WHAT THE EXERCISE ASKS - From the listing below, copy word for word every line from the one containing "Could you point out the burnt" up to and including the one containing "column 255, row 55". Copy no other lines.

RECORDS -

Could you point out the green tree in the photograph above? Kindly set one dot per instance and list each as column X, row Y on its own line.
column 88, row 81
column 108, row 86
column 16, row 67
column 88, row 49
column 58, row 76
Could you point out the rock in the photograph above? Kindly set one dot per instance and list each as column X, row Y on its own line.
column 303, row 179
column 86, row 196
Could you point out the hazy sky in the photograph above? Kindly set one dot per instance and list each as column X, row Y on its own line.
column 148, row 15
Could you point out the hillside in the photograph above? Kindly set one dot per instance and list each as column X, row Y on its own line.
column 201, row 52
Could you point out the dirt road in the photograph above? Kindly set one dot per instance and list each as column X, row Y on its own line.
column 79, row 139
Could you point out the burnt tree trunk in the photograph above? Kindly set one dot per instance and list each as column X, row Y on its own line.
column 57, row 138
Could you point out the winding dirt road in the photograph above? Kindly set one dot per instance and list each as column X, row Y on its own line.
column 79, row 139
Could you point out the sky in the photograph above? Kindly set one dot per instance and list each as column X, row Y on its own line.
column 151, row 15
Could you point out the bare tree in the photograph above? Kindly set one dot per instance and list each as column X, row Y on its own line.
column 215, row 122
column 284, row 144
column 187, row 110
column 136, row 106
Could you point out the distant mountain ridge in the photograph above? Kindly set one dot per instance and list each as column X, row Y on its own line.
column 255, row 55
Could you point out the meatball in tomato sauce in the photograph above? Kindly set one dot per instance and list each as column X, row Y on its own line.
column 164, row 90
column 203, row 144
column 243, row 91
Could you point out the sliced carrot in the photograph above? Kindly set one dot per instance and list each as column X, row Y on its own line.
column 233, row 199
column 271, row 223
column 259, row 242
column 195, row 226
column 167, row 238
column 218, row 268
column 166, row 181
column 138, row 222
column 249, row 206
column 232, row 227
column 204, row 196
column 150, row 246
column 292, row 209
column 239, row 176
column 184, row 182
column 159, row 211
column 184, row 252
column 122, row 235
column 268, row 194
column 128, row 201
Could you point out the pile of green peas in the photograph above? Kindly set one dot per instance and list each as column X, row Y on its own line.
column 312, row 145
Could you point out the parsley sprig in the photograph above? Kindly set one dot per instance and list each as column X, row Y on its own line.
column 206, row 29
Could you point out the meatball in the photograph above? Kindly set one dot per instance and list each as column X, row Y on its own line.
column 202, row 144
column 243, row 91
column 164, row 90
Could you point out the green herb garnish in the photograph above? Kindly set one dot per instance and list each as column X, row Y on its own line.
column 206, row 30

ANSWER BELOW -
Could you point out the burnt tree trunk in the photograph above? Kindly set one dot per instance and list each as column X, row Y on its own line.
column 57, row 138
Could you point out the winding dirt road in the photograph above? Kindly set one dot per instance and list each as column X, row Y on its own line.
column 79, row 139
Could you point out the sky in the photograph above? Kindly set one dot per instance and list each as column X, row Y on its own line.
column 151, row 15
Could you point out the bare tree in the photograph above? Kindly set one dot per instance and list each as column X, row Y on its own line.
column 215, row 122
column 284, row 144
column 187, row 110
column 136, row 106
Could you point out the distant mountain ridge in the photograph above? Kindly set one dot per instance and list each as column X, row Y on its own line.
column 255, row 55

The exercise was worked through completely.